◆ What needs to be done ◆
Reproduce the Teva and Allergan article from "The deal bolsters" to "close by year-end.", changing "drugmaker" to "drug company" throughout.

━━━━━ Text section

Teva buys unit from Botox maker Allergan

Israeli drugmaker Teva Pharmaceuticals has agreed to buy the generic-drug business of Allergan for about $40.5bn (€36.8bn) in cash and stock, ending its hostile bid for rival Mylan.

Teva buys unit from Botox maker Allergan

The deal does not include Allergan’s anti-wrinkle treatment Botox plant in Westport, Co Mayo, or another manufacturing plant and a European shared-services centre in Dublin.

Allergan employs about 1,000 people across those three operations.

The acquisition extends a wave of mergers that has swept over the healthcare industry. Pharmaceutical deals so far this year have topped $180bn, according to data compiled by Bloomberg, which is on pace to beat last year’s record of over $200bn.

Teva will pay $33.75bn in cash and $6.75bn worth of shares, or about 10% of the enlarged company.

The deal bolsters Teva’s position as the world’s largest maker of generic drugs, and gives it greater negotiating power with governments and private-health insurers. It also allows the drugmaker to extricate itself from an increasingly antagonistic pursuit of Mylan, which is in the midst of trying to buy Perrigo, which has its offices in Dublin.

“We’re looking at a fairly similar deal to the Mylan offer but without all the uncertainties attached to a hostile situation,” said Jonathan Kreizman, an analyst at Bank of Jerusalem. “Teva and Allergan have less overlap than Teva and Mylan.”

Allergan, which makes the blockbuster treatment Botox, said on Sunday it would buy the biotech company Naurex, which is developing a fast-acting antidepressant. The $560m all-cash transaction is expected to close by year-end.

Teva expects its Allergan transaction, which both boards backed unanimously, to close in the first quarter of 2016 and boost earnings per share. Teva had been pursuing a $40.1bn deal to buy Mylan since April, a merger rejected by Mylan management as culturally unfit.

━━━━━━━━━━
━━━━━ Data extracts

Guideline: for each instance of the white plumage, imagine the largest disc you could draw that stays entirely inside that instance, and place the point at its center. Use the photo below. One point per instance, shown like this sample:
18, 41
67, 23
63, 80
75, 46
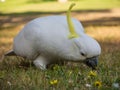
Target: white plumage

━━━━━━━━━━

◆ Response area ◆
The deal bolsters Teva’s position as the world’s largest maker of generic drugs, and gives it greater negotiating power with governments and private-health insurers. It also allows the drug company to extricate itself from an increasingly antagonistic pursuit of Mylan, which is in the midst of trying to buy Perrigo, which has its offices in Dublin.

“We’re looking at a fairly similar deal to the Mylan offer but without all the uncertainties attached to a hostile situation,” said Jonathan Kreizman, an analyst at Bank of Jerusalem. “Teva and Allergan have less overlap than Teva and Mylan.”

Allergan, which makes the blockbuster treatment Botox, said on Sunday it would buy the biotech company Naurex, which is developing a fast-acting antidepressant. The $560m all-cash transaction is expected to close by year-end.